Novaes (2000, p. 174) defende que o método aplicado para a desestatização do setor de telecomunicações garantiu aos consumidores os ganhos da produtividade dos serviços de forma rápida, com incentivo a um ambiente competitivo para a concorrência.

Nos dias atuais, o uso de telefonia móvel tornou-se corriqueiro ao ponto de ser possível adquirir uma nova linha telefônica a qualquer momento, e acessar a internet por meio de aparelhos celulares, realidade inimaginável à época em que o usufruto destes serviços era disponibilizado para uma pequena parcela dos brasileiros.

Em 20 anos de privatização, as telecomunicações alçaram um voo respeitável: o Panorama Setorial da Anatel relata que em janeiro de 2018 havia 236,2 milhões de assinaturas de telefonia móvel, 40,7 milhões de assinaturas de telefonia fixa, 17,9 milhões de TVs por assinatura, e em dezembro de 2017, 28,7 milhões de assinaturas de internet fixa (ANATEL, 2018).

De fato, reconhece-se que o cenário pós-privatização apresentou maior acesso à telefonia com o aporte significativo de participação da concorrência entre grandes empresas do setor, muitas das quais, aliás, já exerciam forte participação de mercado em seus países de origem.

Tratando-se da transferência da exploração da atividade econômica para a iniciativa privada, entende-se que o Estado pode oferecer ao seu cidadão a oferta de serviços de qualidade, mesmo que não sejam por este diretamente proporcionados, mediante os efeitos da competição existente em uma economia aberta. Em relação ao papel do Estado na oferta de serviços, Ricardo Coelho (2000, p. 367-368) expõe:

A partir do momento em que há um mercado livre e aberto à competição, uma legislação dando apoio ao consumidor para questionar a qualidade e a pontualidade dos serviços que estejam sendo prestados, passa a existir uma maior preocupação dos setores produtivos com o atendimento à qualidade e com a competição dos serviços e produtos oferecidos.

Quando o Estado transfere o exercício de certa atividade para o setor privado, há um processo de redefinição de atuação governamental sobre esta atividade. Exemplificativamente, segundo Moreira (1994, p. 3), este seria o caso da privatização do setor elétrico no Estado de São Paulo e o setor de telecomunicações, nos quais o Estado não atua como empresa, mas como uma agência reguladora (Anatel e Aneel) em prol da manutenção da qualidade dos serviços oferecidos e em defesa do consumidor.

## Material extraído

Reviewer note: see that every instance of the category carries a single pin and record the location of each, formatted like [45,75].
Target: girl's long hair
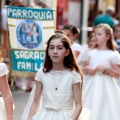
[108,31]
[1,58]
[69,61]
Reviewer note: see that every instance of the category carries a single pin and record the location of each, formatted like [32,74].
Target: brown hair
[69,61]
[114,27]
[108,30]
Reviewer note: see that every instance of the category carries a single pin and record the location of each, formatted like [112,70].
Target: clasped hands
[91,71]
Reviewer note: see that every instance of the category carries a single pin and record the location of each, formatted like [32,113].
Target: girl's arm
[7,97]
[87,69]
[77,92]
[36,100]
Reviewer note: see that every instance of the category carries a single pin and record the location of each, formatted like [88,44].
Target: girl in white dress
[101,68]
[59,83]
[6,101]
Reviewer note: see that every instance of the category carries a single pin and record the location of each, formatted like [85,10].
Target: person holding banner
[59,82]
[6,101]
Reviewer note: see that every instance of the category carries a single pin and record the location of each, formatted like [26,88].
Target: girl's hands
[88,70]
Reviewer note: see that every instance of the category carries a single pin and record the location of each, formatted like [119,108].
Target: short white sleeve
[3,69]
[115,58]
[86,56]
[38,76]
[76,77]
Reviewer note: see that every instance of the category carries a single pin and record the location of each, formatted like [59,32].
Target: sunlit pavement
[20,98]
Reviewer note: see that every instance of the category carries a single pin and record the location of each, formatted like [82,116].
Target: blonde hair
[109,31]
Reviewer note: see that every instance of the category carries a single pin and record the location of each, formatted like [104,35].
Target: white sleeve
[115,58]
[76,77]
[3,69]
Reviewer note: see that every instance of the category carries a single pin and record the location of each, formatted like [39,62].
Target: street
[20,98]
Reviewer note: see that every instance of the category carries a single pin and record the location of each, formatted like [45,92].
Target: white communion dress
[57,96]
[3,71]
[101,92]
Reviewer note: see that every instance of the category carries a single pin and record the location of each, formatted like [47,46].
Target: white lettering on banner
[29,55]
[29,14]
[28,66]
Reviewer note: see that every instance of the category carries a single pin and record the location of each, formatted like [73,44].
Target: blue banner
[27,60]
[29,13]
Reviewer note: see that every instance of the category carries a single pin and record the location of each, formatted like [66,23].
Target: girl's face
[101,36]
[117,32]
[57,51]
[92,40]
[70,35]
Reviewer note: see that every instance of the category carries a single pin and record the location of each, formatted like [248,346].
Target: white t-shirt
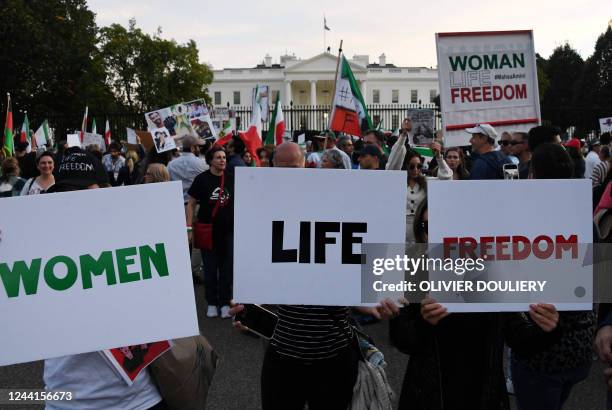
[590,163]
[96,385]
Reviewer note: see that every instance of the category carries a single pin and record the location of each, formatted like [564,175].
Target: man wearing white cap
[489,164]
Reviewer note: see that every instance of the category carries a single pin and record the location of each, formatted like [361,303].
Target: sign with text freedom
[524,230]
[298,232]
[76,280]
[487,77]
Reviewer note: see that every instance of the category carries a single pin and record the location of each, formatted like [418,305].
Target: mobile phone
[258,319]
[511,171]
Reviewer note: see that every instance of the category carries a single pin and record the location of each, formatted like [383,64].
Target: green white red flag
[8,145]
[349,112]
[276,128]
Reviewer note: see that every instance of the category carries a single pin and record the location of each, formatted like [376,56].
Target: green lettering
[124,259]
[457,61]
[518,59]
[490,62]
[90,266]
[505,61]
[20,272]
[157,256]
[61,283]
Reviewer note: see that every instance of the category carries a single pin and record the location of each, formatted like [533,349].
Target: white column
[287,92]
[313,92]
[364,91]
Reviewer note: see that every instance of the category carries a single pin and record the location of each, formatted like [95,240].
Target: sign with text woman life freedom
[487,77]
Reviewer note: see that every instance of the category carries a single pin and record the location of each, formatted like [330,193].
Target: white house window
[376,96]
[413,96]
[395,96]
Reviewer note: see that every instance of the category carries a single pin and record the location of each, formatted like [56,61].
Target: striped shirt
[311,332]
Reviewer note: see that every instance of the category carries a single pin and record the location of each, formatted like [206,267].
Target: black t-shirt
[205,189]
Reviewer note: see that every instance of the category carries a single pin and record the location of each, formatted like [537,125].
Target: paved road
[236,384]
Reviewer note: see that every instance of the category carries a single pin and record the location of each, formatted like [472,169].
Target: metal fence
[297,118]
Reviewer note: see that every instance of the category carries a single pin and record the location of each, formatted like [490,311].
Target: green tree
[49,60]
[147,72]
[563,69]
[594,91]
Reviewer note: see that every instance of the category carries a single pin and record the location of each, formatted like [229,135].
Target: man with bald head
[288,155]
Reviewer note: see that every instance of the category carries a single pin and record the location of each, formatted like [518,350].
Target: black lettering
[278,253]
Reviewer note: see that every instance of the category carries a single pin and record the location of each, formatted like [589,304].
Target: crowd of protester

---

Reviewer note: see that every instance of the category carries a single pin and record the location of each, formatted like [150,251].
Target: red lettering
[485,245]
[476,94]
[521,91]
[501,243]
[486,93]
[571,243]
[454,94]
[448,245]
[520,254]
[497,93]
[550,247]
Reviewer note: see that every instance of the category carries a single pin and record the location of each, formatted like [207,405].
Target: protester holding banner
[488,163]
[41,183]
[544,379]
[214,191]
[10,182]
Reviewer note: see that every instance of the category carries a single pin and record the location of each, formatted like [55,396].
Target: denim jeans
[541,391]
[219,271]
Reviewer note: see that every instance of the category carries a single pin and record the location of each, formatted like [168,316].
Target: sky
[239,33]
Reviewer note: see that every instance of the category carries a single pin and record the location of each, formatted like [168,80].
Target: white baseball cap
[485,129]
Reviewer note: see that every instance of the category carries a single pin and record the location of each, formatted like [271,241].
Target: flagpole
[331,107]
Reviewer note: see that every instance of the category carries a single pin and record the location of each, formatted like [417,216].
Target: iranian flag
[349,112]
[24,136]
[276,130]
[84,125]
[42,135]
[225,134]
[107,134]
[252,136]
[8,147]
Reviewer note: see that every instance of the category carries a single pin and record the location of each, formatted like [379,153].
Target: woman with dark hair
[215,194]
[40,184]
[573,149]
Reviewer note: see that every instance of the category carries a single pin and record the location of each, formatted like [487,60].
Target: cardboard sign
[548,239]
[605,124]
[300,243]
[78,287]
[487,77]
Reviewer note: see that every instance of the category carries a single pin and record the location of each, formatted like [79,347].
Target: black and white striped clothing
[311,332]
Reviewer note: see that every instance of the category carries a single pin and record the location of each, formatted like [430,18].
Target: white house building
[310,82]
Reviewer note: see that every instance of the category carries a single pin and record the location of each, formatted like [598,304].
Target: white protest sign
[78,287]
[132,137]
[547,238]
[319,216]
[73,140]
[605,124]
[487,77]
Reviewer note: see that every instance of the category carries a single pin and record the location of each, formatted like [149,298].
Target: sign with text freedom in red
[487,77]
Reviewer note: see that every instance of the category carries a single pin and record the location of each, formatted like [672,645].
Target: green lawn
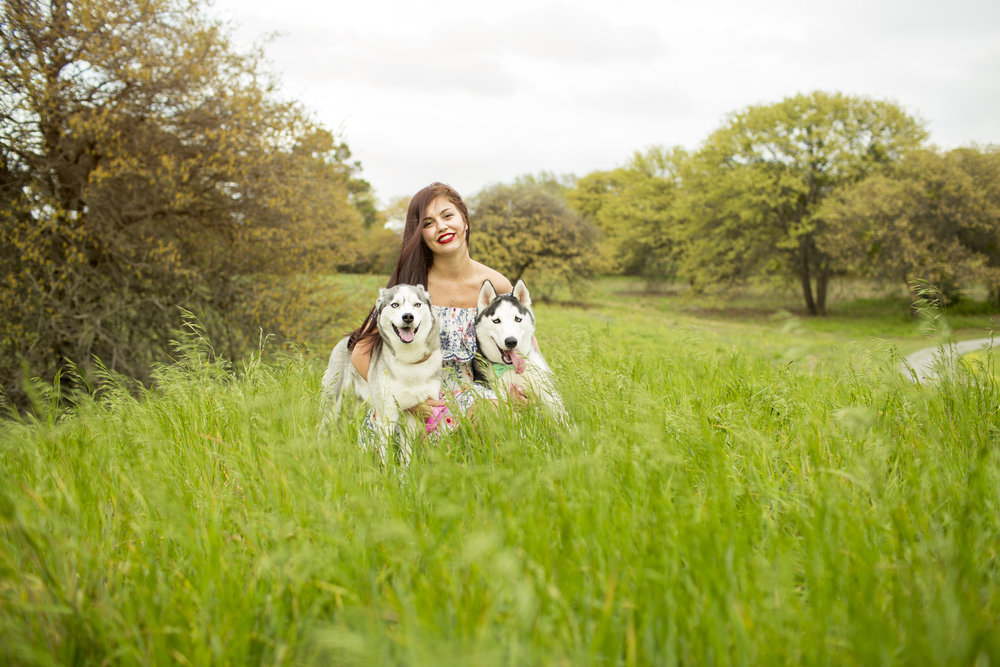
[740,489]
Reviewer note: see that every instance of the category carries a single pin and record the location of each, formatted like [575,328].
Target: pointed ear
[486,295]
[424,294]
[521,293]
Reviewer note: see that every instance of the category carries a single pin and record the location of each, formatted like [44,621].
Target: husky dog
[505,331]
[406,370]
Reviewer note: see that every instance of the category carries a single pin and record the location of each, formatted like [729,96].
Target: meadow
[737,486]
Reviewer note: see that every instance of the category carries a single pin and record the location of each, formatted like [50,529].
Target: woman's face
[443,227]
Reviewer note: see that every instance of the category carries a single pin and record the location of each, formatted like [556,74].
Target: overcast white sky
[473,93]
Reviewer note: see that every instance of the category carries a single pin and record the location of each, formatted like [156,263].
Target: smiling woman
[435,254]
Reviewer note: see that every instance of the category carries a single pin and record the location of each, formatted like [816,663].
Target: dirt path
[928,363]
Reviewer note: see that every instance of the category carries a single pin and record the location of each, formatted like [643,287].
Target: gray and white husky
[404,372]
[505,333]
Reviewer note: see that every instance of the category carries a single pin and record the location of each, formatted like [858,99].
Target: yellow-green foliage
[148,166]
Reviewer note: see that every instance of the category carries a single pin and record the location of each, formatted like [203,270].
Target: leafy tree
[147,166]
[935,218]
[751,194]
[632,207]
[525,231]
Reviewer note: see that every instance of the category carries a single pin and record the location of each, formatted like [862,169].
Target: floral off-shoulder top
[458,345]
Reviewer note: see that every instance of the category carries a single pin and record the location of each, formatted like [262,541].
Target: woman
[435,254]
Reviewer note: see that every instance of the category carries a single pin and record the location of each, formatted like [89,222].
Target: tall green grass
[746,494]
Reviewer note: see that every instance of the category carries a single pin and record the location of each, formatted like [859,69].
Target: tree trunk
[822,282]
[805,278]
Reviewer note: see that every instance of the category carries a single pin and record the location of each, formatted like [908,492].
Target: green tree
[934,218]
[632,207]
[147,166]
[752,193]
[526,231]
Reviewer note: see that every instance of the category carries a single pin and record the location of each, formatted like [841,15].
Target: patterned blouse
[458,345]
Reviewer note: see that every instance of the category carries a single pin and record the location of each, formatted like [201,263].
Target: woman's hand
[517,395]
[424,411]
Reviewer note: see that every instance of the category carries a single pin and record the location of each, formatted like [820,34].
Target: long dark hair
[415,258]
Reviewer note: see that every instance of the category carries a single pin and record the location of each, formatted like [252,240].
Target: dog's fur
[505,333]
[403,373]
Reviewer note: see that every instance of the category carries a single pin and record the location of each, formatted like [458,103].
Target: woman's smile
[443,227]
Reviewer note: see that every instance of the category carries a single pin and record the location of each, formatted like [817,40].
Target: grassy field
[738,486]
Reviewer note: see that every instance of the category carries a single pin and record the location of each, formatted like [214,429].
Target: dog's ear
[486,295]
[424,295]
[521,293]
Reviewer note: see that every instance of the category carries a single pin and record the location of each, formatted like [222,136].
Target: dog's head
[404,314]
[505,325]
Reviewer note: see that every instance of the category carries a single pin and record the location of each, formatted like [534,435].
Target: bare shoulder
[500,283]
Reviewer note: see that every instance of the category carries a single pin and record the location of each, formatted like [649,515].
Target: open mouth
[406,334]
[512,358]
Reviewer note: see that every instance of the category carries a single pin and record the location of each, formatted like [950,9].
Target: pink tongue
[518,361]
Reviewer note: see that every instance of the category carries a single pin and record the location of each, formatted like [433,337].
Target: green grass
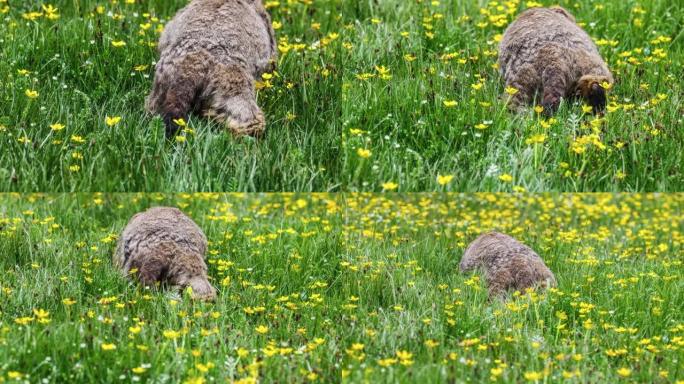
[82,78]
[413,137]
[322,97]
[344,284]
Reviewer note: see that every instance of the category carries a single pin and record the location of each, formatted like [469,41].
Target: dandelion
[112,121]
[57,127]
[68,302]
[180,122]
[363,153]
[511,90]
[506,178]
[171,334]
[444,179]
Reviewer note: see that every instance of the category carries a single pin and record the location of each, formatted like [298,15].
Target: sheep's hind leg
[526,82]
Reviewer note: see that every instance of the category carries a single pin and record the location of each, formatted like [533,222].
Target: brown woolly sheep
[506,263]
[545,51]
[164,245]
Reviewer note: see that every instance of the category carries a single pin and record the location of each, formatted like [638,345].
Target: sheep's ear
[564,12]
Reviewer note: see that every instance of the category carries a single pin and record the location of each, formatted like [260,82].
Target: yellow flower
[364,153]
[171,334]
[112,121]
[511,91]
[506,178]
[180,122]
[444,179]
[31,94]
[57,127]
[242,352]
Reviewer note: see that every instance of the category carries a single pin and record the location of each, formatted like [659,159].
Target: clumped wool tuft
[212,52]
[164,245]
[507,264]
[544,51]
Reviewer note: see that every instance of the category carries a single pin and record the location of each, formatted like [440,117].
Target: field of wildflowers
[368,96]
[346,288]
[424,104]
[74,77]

## Instrução A
Resuma em duas frases o texto sobre a privatização das telecomunicações.
## Instrução B
Devolva, sem alterações, o trecho do texto sobre a privatização das telecomunicações que vai de "Novaes (2000, p." até "para a concorrência.", inclusive.

## Resposta esperada A
A desestatização das telecomunicações trouxe rapidamente aos consumidores os ganhos de produtividade e ampliou o acesso à telefonia, com forte concorrência entre grandes empresas e, em 2018, milhões de assinaturas de telefonia móvel, fixa, TV e internet registradas pela Anatel. Ao transferir a atividade ao setor privado, o Estado deixa de atuar como empresa e passa a regulá-la por meio de agências como Anatel e Aneel, zelando pela qualidade dos serviços e pela defesa do consumidor.

## Resposta esperada B
Novaes (2000, p. 174) defende que o método aplicado para a desestatização do setor de telecomunicações garantiu aos consumidores os ganhos da produtividade dos serviços de forma rápida, com incentivo a um ambiente competitivo para a concorrência.